■ STATED PROBLEM:
Emit the entire listing verbatim.

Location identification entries

-- Begin --

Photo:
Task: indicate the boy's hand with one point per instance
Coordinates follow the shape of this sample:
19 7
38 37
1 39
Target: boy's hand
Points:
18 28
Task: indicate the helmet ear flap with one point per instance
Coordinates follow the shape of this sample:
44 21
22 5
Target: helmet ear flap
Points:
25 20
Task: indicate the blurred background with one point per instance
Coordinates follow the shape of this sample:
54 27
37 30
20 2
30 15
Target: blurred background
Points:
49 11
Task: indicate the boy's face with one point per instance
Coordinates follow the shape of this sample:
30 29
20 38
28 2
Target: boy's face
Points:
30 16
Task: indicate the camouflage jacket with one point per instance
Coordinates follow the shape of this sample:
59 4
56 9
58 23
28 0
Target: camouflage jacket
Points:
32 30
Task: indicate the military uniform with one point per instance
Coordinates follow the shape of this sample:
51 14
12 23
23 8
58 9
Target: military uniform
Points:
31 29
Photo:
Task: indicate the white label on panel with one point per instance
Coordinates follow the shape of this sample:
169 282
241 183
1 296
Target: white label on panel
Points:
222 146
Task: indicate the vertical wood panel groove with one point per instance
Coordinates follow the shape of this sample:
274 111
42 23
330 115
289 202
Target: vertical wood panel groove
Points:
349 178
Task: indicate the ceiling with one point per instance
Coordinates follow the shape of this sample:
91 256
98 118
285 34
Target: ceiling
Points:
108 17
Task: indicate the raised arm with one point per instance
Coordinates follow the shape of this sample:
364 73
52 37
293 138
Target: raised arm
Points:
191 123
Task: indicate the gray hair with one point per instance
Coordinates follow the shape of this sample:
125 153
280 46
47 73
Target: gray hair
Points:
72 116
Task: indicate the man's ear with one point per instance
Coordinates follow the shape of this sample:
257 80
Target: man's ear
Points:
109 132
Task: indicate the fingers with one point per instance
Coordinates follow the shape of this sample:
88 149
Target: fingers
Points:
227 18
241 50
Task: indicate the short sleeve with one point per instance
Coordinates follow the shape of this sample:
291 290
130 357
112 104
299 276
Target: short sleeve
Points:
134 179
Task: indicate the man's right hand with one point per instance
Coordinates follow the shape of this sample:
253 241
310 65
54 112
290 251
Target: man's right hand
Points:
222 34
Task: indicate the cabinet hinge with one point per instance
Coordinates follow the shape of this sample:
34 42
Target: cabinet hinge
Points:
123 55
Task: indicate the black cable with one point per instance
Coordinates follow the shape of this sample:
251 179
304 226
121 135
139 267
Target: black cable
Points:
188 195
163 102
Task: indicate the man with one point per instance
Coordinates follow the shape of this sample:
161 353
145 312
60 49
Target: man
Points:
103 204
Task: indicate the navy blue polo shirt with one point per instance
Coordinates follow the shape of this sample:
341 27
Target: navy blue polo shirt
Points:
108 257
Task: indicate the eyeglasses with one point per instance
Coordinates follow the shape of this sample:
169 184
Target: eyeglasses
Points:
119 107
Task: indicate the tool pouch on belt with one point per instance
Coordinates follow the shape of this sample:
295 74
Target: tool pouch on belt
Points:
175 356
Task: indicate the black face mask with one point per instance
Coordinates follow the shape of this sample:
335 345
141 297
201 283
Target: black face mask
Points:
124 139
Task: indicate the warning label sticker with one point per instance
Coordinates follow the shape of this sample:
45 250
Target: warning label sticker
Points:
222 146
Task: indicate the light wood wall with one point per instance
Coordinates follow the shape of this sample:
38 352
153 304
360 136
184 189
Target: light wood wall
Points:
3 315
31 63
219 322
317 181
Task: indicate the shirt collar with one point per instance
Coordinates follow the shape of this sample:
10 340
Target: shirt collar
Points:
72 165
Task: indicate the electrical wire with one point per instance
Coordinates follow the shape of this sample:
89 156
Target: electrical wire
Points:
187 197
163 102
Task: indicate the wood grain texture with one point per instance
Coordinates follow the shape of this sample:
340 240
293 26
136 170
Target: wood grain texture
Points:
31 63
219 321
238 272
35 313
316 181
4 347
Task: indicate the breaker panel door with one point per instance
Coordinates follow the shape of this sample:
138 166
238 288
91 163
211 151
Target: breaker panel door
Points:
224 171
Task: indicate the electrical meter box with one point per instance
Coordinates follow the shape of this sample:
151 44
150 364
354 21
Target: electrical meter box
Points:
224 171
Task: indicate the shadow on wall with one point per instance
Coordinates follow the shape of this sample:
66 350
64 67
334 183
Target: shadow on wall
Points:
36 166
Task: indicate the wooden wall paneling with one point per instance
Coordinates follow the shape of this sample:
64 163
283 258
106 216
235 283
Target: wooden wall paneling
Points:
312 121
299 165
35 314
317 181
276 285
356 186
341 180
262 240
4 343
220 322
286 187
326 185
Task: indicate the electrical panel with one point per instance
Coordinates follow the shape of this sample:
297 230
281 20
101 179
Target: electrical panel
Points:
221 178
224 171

-- End --

■ WORKED ANSWER:
Photo:
Task: indicate the boy's hand with one point per instance
Coordinates follow the shape of this sample:
19 7
38 37
1 39
Target: boy's hand
Points:
18 28
Task: indicate the helmet ear flap with one point per instance
Coordinates follow the shape of this sample:
44 21
22 5
Target: helmet ear flap
Points:
25 20
Task: indicate the blurred background with one point per instance
Coordinates follow the shape of this sample:
54 27
37 30
20 2
30 15
Target: blurred background
Points:
49 11
Task: indicate the boy's face with one point per instance
Coordinates follow the shape of this sample:
30 29
20 38
28 2
Target: boy's face
Points:
30 16
Task: indicate the camouflage jacket with one point per instance
Coordinates follow the shape of this sample:
59 4
56 9
58 23
28 0
Target: camouflage jacket
Points:
32 30
Task: indicate the military uniform with one point per instance
Coordinates follow the shape of this sample:
51 14
12 23
23 8
58 9
Target: military uniform
Points:
31 29
Photo:
Task: indicate the white label on panel with one point per instance
Coordinates follow the shape of this sample:
169 282
241 183
1 296
Target: white label on panel
Points:
222 146
Task: indicate the vertical wood panel groove with one point per instance
Coordinates follow the shape of this sample:
274 111
42 23
330 115
289 202
Target: vertical wood panel groove
Points:
349 178
Task: indicate the ceiling with one point per instance
Coordinates follow the shape of this sample:
91 256
98 118
285 34
Target: ceiling
Points:
108 17
Task: indicate the raised arm with one point per instance
Coordinates follow the shape of this sample:
364 73
52 37
293 138
Target: raised arm
Points:
191 123
Task: indicate the gray hair with one point per instance
Coordinates follow the shape of this sample:
125 153
280 46
47 73
Target: gray hair
Points:
72 116
Task: indicate the man's ear with one point per instance
Coordinates follow the shape of this sample:
257 80
Target: man's ear
Points:
109 132
Task: indicate the fingers with one point per instance
Coordinates follow the shape of this sample:
88 149
Target: fingers
Points:
227 18
241 50
Task: indicate the short sleeve with one point per instance
Coordinates follow the shape of this sample:
291 290
130 357
112 104
299 276
Target: short sleeve
Points:
134 179
Task: indicate the man's right hand with one point per instance
Coordinates follow the shape of this sample:
253 241
310 65
54 112
290 251
Target: man's right hand
Points:
222 34
Task: indicate the cabinet hinge with one point per instance
Coordinates follow the shape of this sample:
34 42
Target: cabinet hinge
Points:
123 55
Task: indicate the black cable with one point per instance
Coordinates follow the shape of this sample:
251 179
304 226
121 135
139 267
Target: black cable
Points:
188 195
163 102
Task: indicate the man with one point per instance
Coordinates follow the shape of this sample:
161 353
145 312
60 49
Target: man
Points:
103 204
Task: indicate the navy blue polo shirt with one point per instance
Coordinates follow the shape of this sample:
341 27
Target: navy blue polo shirt
Points:
108 257
Task: indicate the eyeglasses with one point per instance
Coordinates follow the shape of this sample:
169 184
Target: eyeglasses
Points:
119 107
Task: indicate the tool pouch on belt with one point per instance
Coordinates follow the shape of this sample:
295 74
Target: tool pouch on belt
Points:
175 356
Task: indicate the black face mask with one point per instance
Coordinates follow the shape of this sample:
335 345
141 297
201 283
Target: black face mask
Points:
124 139
Task: indicate the warning label sticker with one point per instance
Coordinates follow the shape of this sample:
45 250
Target: warning label sticker
Points:
222 146
Task: indicate the light wood wall with one point per instance
Coordinates follow the shape of this sample:
38 352
153 304
360 136
184 189
Target: light wood wall
Points:
3 315
31 63
219 322
317 181
Task: indicate the shirt collar with one point per instance
Coordinates follow the shape of this sample:
10 340
Target: shirt collar
Points:
72 165
Task: indicate the electrical wire with one point per instance
Coordinates follow the shape of this sample:
89 156
Target: electrical wire
Points:
187 197
163 102
Task: indicate the wood grain texture with one point per instance
Coordinates follow the shape of this sample:
340 240
293 26
136 170
Target: wood grain texture
Points:
31 63
219 321
238 272
35 313
316 181
4 347
Task: indicate the breaker panel door with one point per instance
Coordinates follow the shape of this sample:
138 166
238 288
91 163
211 151
Target: breaker panel door
Points:
224 171
Task: indicate the electrical meter box with one point per instance
Coordinates follow the shape of this sample:
151 44
150 364
354 21
Target: electrical meter box
Points:
224 171
Task: indicate the shadow on wall with one point per instance
Coordinates follow the shape of this sample:
66 350
64 67
334 183
Target: shadow on wall
Points:
36 166
Task: indicate the wooden wall paneling with one point per instance
Coordinates follow the shape of this sample:
64 163
283 258
106 216
235 283
Target: wooden wall paneling
Points:
312 121
299 165
35 314
317 181
276 285
356 186
341 180
262 240
4 343
220 322
286 187
326 185
Task: indicate the electrical panel with one point per instance
Coordinates follow the shape of this sample:
297 230
281 20
101 179
Target: electrical panel
Points:
221 178
224 171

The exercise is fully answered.